WHAT TO DO> Using the listing below, keep only the lines with the word "spire" and copy them.

------

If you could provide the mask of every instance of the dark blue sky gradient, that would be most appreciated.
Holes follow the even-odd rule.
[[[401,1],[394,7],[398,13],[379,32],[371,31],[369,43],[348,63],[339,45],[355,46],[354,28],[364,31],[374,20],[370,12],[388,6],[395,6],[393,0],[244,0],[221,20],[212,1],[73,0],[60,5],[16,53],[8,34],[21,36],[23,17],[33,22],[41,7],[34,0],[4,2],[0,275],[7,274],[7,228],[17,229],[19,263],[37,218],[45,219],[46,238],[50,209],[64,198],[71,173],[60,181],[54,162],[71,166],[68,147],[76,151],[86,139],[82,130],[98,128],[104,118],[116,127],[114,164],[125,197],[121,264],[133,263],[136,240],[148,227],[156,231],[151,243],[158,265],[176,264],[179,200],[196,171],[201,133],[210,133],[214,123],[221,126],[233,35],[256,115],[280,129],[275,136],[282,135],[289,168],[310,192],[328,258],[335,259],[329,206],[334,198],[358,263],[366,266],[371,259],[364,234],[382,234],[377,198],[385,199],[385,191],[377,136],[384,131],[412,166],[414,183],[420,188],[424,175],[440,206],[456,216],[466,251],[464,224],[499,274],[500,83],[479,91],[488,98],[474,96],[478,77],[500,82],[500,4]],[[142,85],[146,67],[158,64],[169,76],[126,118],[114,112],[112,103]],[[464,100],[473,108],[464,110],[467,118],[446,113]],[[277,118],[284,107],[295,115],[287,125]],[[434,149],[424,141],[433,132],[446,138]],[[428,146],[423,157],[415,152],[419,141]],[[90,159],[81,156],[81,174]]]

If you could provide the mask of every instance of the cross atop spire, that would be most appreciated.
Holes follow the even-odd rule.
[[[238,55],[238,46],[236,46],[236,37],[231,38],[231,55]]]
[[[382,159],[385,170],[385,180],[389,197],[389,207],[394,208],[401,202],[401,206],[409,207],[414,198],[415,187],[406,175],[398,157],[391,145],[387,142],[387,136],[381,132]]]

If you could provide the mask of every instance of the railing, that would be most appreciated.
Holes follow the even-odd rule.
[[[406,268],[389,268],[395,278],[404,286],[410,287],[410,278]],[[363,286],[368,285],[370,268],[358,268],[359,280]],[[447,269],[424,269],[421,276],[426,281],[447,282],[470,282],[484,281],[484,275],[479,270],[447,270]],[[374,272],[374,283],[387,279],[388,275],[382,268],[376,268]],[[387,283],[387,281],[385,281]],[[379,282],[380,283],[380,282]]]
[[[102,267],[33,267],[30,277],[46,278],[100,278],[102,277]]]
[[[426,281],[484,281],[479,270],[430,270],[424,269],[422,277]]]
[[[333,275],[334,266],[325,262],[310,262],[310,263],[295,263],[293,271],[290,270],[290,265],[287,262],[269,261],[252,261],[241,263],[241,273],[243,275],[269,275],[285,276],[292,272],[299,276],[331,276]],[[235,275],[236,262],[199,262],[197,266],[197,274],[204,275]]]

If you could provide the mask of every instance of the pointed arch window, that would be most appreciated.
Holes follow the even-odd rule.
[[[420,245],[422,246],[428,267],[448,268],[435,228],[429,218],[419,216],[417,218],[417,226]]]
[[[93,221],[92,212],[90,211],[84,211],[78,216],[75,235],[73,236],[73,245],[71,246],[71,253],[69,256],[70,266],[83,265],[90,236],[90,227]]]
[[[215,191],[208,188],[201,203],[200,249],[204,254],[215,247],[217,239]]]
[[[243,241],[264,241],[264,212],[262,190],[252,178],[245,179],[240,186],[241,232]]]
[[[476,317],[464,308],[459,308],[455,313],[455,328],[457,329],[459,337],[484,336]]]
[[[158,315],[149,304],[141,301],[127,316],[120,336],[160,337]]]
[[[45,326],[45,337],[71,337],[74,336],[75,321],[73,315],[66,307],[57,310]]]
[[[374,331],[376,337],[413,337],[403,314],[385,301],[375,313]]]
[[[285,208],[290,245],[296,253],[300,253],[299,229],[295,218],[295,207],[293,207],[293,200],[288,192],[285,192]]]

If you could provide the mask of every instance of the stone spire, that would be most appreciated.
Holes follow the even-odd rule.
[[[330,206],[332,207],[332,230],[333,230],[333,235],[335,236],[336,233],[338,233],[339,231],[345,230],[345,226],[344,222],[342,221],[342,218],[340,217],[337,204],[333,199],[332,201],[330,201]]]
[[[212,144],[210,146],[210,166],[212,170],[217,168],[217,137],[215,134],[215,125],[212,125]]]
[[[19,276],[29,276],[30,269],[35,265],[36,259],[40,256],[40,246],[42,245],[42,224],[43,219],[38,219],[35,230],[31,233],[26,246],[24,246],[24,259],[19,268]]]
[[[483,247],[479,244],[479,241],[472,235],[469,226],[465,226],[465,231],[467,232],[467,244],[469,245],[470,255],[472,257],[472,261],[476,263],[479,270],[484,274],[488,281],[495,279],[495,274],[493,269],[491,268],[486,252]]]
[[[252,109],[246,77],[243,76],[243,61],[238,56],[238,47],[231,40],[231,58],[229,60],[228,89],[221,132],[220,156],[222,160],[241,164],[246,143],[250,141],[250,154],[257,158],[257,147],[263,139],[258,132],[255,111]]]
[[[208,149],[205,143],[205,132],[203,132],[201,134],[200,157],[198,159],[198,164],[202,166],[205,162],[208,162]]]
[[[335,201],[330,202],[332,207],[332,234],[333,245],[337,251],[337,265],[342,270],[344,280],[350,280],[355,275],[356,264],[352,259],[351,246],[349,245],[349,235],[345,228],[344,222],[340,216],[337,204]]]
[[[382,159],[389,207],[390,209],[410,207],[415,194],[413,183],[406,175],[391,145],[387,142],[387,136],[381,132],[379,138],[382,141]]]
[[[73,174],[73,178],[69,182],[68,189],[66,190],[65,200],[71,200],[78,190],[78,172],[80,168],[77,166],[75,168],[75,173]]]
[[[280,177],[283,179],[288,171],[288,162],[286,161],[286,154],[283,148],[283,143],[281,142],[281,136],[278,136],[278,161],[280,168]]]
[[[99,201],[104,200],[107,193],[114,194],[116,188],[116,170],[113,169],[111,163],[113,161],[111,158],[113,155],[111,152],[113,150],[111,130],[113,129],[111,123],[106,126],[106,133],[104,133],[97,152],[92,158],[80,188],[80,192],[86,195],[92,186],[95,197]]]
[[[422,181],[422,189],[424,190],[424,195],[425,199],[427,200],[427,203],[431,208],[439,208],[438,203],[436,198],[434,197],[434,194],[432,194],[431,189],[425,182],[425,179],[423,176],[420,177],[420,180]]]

------

RESULT OF THIS EXERCISE>
If you could provide the mask of every instance of the cross atop spire, that would be most appreciated.
If you could provide the mask of every instance of the stone spire, that would be most appreciated.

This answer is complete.